NME radio got the only interview with The Libertines at the NME Awards 2009. Hints at a Libertines reunion follow.

No copyright infringement meant.

Interview conducted by Neil Cole.

Transcription by Tessa.


NME: Pete, it was lovely to see you win that award. In fact, now live on NME radio we're playing your song!

P: Oh yeah? Lovely.

NME: So, does it mean a lot to you to win that? You've got Carl behind you... It's been a tough year and a half for you, really.

P: Yeah, you know, in and out of jail... turning up late for probation... cats are playing up... but, yeah, managed to get a few tunes down, with the help of Stephen Street, Graham Coxon, Dot Allison, the Wolfman, Mik, Adam, Drew, and John Robinson from The Bandits, who've made it into the record and... yeah, hopefully it's being recognized and... awarded!

NME: Now you're fiddling with the Award you've got in your hand... How -

P: I've complained years ago about it! You know, NME, you know, great British institution - two fingers, surely? (woman's laughter heard in background)

NME: I think that's supposed to be a little more extreme! Pete, how much did it mean for Blur to hand over your award to you? That was an amazing moment for me to watch.

P: I dunno, how much did it mean for him to hand over the award, but his other bandmates who were playing a tune, you know? I dunno... Hello, who's this?

NME: Oh, and there's Carl, as well. A few years ago I would have had the Libertines in front of me, but I'm not allowed to say that now... Carl -

C: The Libertines are in front of you, what are you talking about?

▸ **Dataset content**:

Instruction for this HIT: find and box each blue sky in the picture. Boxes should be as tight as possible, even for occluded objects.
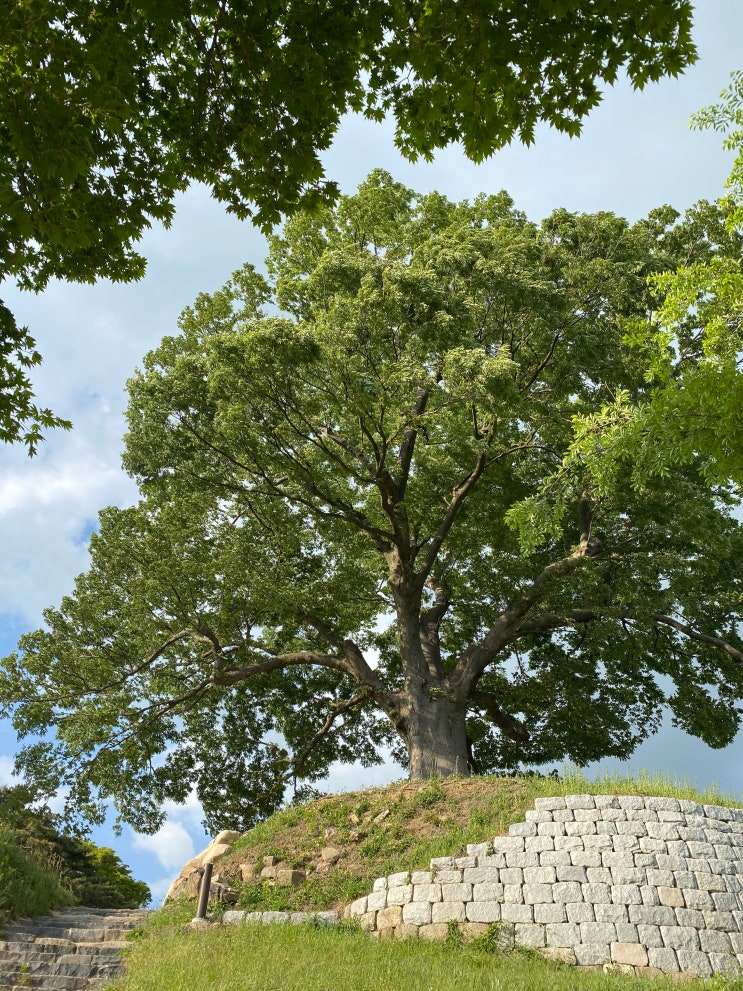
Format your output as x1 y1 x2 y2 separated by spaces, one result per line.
0 0 743 908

▸ **Exercise prompt**: According to the interview transcript, who conducted the interview? The material comes from a source unrelated to the interview transcript.

▸ **Result of the exercise**: Neil Cole